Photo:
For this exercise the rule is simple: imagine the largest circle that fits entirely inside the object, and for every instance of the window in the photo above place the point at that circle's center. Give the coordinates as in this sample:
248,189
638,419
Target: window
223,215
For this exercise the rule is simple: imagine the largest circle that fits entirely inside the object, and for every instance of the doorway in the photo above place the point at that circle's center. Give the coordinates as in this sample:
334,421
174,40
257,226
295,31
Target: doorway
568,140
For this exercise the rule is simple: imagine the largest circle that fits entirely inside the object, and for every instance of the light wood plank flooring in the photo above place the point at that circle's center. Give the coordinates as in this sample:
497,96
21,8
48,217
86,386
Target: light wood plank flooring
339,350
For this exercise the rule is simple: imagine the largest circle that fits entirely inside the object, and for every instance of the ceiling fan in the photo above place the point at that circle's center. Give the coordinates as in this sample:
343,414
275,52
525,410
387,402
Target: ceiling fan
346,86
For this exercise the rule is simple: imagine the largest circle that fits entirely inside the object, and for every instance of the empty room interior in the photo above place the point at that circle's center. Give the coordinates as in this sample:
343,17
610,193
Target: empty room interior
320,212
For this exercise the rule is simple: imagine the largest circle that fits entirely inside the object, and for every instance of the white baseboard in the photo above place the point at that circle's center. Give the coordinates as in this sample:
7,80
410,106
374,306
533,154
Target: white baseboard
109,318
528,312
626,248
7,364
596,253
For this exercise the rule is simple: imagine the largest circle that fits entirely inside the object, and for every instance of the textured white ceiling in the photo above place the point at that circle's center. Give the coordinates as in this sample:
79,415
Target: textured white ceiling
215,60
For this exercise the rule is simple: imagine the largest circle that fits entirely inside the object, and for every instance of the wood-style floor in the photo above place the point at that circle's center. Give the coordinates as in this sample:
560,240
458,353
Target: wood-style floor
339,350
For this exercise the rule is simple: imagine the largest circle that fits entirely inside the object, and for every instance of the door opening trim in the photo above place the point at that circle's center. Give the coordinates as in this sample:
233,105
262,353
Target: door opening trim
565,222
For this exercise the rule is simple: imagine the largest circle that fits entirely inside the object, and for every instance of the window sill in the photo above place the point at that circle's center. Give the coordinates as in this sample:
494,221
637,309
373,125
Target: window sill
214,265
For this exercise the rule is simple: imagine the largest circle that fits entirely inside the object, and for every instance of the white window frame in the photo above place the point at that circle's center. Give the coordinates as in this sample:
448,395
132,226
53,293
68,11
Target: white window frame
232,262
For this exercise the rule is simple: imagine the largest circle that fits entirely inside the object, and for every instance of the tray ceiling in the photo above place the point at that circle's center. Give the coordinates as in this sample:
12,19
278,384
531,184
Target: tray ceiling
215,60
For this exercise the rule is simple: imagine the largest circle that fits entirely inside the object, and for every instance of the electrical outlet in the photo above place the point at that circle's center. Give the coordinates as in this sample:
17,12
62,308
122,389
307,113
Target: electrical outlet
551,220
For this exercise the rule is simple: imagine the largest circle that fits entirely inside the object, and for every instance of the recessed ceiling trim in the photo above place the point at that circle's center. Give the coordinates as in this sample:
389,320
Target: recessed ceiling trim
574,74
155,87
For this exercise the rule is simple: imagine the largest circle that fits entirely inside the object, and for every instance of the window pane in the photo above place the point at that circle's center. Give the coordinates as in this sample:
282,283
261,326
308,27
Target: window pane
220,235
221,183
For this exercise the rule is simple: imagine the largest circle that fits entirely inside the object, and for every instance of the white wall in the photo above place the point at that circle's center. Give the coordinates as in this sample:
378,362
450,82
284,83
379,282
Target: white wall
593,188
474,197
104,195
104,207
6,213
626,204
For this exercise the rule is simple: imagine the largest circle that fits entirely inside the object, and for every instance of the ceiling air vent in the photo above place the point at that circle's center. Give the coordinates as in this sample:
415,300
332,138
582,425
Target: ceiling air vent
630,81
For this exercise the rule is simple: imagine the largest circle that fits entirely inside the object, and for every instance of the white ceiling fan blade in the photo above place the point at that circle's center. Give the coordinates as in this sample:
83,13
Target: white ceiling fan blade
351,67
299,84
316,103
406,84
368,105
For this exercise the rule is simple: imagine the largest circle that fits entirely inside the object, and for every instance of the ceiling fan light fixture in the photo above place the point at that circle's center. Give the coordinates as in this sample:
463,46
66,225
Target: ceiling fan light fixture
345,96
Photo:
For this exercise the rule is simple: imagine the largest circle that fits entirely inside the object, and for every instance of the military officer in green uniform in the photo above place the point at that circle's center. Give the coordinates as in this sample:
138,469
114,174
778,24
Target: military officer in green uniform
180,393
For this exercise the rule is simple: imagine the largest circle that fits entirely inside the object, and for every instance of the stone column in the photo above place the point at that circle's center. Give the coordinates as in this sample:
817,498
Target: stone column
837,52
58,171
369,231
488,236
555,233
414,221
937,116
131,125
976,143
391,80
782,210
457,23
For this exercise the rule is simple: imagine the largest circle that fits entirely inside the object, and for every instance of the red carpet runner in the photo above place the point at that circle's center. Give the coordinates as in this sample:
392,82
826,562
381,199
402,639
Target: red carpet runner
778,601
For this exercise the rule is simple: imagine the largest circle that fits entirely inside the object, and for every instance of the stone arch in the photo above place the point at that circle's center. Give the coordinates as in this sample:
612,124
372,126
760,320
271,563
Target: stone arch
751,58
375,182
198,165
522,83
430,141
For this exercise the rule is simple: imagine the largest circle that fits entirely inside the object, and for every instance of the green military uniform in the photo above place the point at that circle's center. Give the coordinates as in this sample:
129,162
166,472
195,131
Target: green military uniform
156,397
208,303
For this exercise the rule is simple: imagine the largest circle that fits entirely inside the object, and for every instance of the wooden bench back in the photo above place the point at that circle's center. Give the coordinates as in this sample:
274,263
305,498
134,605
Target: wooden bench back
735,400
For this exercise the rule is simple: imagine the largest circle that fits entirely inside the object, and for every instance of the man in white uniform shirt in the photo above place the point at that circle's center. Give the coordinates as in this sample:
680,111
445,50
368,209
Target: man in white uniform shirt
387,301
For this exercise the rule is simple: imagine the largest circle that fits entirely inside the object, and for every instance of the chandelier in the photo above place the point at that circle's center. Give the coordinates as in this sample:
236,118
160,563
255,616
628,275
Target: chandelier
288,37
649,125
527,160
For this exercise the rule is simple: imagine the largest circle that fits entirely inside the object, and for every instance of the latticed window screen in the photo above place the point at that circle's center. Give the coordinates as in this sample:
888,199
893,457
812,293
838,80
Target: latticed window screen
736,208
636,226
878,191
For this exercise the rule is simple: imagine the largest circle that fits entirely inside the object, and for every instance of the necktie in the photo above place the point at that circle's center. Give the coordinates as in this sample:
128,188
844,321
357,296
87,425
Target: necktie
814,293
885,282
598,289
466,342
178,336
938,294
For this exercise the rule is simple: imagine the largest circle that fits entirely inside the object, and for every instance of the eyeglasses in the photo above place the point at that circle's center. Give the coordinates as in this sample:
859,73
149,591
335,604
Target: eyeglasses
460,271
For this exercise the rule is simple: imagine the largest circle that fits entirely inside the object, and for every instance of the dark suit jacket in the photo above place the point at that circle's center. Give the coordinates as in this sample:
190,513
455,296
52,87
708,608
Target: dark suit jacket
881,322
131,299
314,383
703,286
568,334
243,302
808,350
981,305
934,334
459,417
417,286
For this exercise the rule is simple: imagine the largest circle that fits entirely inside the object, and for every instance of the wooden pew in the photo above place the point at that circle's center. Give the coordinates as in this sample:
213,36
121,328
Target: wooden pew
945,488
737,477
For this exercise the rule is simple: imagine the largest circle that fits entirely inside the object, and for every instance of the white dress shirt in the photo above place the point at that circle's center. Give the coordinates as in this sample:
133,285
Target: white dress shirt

→ Requirement: Repeat each record in full; every line must match exactly.

→ Reply:
Photo:
For this exercise the rule is simple: imagine the largest circle that fits entirely inside the object, and for every instance of the window in the photo above place the point at that circle's center. Give the coordinates as in this sample:
248,189
638,419
Target: window
223,215
For this exercise the rule is simple: imagine the largest circle that fits entirely inside the object, and for every instance of the doorway in the photo above place the point at that circle's center. Give the coordinates as in this sample:
334,421
174,40
257,226
295,31
Target: doorway
568,140
For this exercise the rule is simple: imagine the largest circle that fits entirely inside the object, and for every instance of the light wood plank flooring in the photo above place the point at that circle's center. Give the coordinates as in this sample:
497,96
21,8
48,217
86,386
Target: light wood plank flooring
339,350
For this exercise the rule is simple: imagine the largest circle that fits entirely inside the object, and for every instance of the ceiling fan in the photo above place the point at that circle's center. Give the coordinates as in this sample:
343,414
275,52
525,410
387,402
Target: ceiling fan
346,86
For this exercise the rule is simple: imagine the largest circle that fits entirely inside the object, and for every instance of the empty room interior in the photo above place the point at that circle's center. Give the coordinates as in this sample:
343,17
610,193
Target: empty room interior
320,212
For this exercise the rule is simple: imagine the largest circle that fits entirely inside the object, and for every instance of the white baseboard in the photo above place the point at that circle's center. Give the coordinates as in this sample:
7,80
410,106
374,306
533,154
Target: white baseboard
109,318
528,312
626,248
7,364
596,253
For this exercise the rule is simple: imagine the largest circle that fits entirely inside the object, and for every instance of the textured white ceiling in the photo above place the point at that circle's center. Give the coordinates as in this sample:
79,415
Target: textured white ceiling
215,60
For this exercise the rule is simple: imagine the largest circle that fits entirely inside the object, and for every instance of the wood-style floor in the photo above place the point at that circle's center. Give the coordinates as in this sample:
560,240
458,353
Target: wood-style floor
339,350
For this exercise the rule is simple: imagine the largest circle that fits entirely inside the object, and for every instance of the door opening trim in the photo above place the point at that circle's center. Give the coordinates as in this sample:
233,105
262,353
Target: door opening trim
565,222
For this exercise the rule is simple: imagine the largest circle that fits entirely inside the object, and for every instance of the window sill in the photo above place the point at that circle's center. Give the coordinates as in this sample:
494,221
637,309
373,125
Target: window sill
214,265
For this exercise the rule is simple: imagine the largest circle that fits entirely inside the object, and for every instance of the white window frame in the photo above place the point at that circle's center. Give the coordinates as in this sample:
448,395
132,226
53,293
68,11
Target: white window frame
232,262
For this exercise the rule is simple: imagine the largest circle that fits entirely inside the object, and for every instance of the tray ceiling in the photo above place the point at that circle's center. Give the coordinates as in this sample:
12,19
278,384
531,184
Target: tray ceiling
215,60
For this exercise the rule is simple: imagine the largest circle that fits entirely inside the object, and for every instance of the electrical outlet in the photo above place the point at that circle's center. Give the coordinates as in this sample:
17,12
62,308
122,389
307,113
Target: electrical outlet
551,220
For this exercise the rule is simple: imagine the largest circle that fits entirely inside the object, and for every instance of the recessed ceiling trim in the photo above place the point at that circle's center. Give the coordinates as in this sample:
389,320
Target: recessed ceiling trim
574,74
155,87
For this exercise the rule is simple: imagine the largest circle that fits entirely inside the object, and for every instance of the window pane in the photo above place the point at that circle's center. Give the coordinates as in this sample:
282,283
261,326
308,27
Target: window pane
220,235
221,183
For this exercise the rule is simple: imagine the largest circle that fits entirely inside the object, and for every instance of the white wall in the photo above place the point at that circle's center. Give the coordinates as in this sample:
378,362
450,82
284,83
379,282
Target: white wall
593,188
474,197
104,195
104,207
6,213
626,204
For this exercise the rule is simple: imagine the largest circle that fits entirely inside the object, and for every instance of the ceiling air vent in the photo above place the point at that circle's center. Give the coordinates as in this sample:
415,300
332,138
582,425
Target: ceiling air vent
630,81
For this exercise the rule is simple: imagine the largest circle that fits entirely inside the object, and for every instance of the white ceiling fan blade in the photo above place the point at that circle's center. Give the coordinates as in this sample:
83,13
Target: white ceiling fan blade
351,67
299,84
316,103
406,84
368,105
For this exercise the rule is simple: imagine the largest circle that fits entirely inside the object, and for every instance of the ceiling fan light fixture in the photo above place the point at that circle's center. Give the coordinates as in this sample:
463,46
66,225
Target: ceiling fan light fixture
345,96
Photo:
For this exercise the rule is simple: imagine the largest circle that fits entirely inside the object, and for every instance of the military officer in green uniform in the photo above place the point at that circle's center. Give the coordinates as in this sample:
138,469
114,174
778,24
Target: military officer in green uniform
180,393
For this exercise the rule is simple: imagine the largest circle that fits entirely inside the object, and for every instance of the stone column in the photo above place the point at that circle's center. Give the coordinates as in this sample:
817,498
Target: stone column
837,52
58,171
369,231
488,236
555,233
414,221
937,116
131,125
976,143
391,80
782,210
457,23
For this exercise the rule is simple: imagine the largest circle that fits entirely inside the object, and for every instance of the red carpet runner in the photo above place the point at that circle's center. Give the coordinates as in this sample:
392,82
826,562
381,199
402,639
Target: red carpet runner
778,601
For this exercise the rule is simple: imagine the largest circle that fits entirely inside the object, and for every instance of the stone arch in the photo above place the point at that circle's center. Give the coordinates as in this sample:
612,124
372,126
760,320
271,563
Target: stone arch
751,58
375,182
198,165
522,83
430,141
For this exercise the rule is simple: imagine the largest circle that fits entirely inside the object, and for every instance of the green military uniform in the photo above place the point at that circle's center. Give the coordinates as in this sample:
129,162
166,472
195,131
Target: green military uniform
156,397
208,303
For this exercise the rule is simple: imagine the largest circle that fits entirely inside the object, and for every instance of the wooden bench back in the photo above place the point at that circle's center. Give the coordinates as in this sample:
274,263
305,498
134,605
Target: wooden bench back
735,400
For this exercise the rule is simple: imagine the largest circle that fits entirely inside the object, and for every instance of the man in white uniform shirt in the photo above place the point at that circle's center. Give the coordinates as in this sample:
680,111
445,50
368,209
Target: man in white uniform shirt
387,301
For this exercise the rule is simple: imagine the largest circle that fits entirely inside the object, and for every instance of the chandelier in the photo above place the point at that circle's center. Give the coordinates as in this sample:
236,118
160,563
255,616
628,275
Target: chandelier
288,37
649,125
527,160
For this exercise the rule is simple: imagine the largest circle that fits entirely inside the object, and for every instance of the latticed window screen in the photo above place the point at that circle's center. Give the coordinates as in this sample:
888,199
893,457
812,293
838,80
Target: latticed window screen
736,208
636,226
878,191
For this exercise the rule is simple: imagine the largest circle that fits entirely inside the object, and for every instance of the necktie in the photo above place the point at that circle's center. Give the coordinates as in this sample:
128,188
844,321
357,296
87,425
Target: necktie
814,293
885,282
598,289
466,342
178,336
938,294
For this exercise the rule is simple: imagine the largest circle that fits entirely inside the object, and for every instance of the eyeglasses in the photo above place the point at that circle's center. Give the coordinates as in this sample:
859,73
149,591
335,604
Target: eyeglasses
460,271
For this exercise the rule is simple: imagine the largest circle that fits entirely inside the object, and for every instance of the dark suit jacket in the photo above place the point at that circle's center. Give the coordinates as in this sample:
190,513
455,296
52,87
708,608
Target: dark suit jacket
881,322
131,299
314,383
703,286
568,334
243,302
808,350
981,305
934,334
459,417
417,286
For this exercise the rule is simple: imagine the largest circle that fits entirely inside the object, and for every instance of the wooden pew in the photo above place the point at that circle's center. Give the coordinates as in this sample:
213,36
121,328
Target: wooden pew
945,488
737,477
For this exercise the rule is simple: imagine the largest circle that fits entirely inside the object, and for every instance of the white dress shirt in the photo above place the point at that circle's center. Give the coordinates as in this sample:
133,285
Target: white dress shirt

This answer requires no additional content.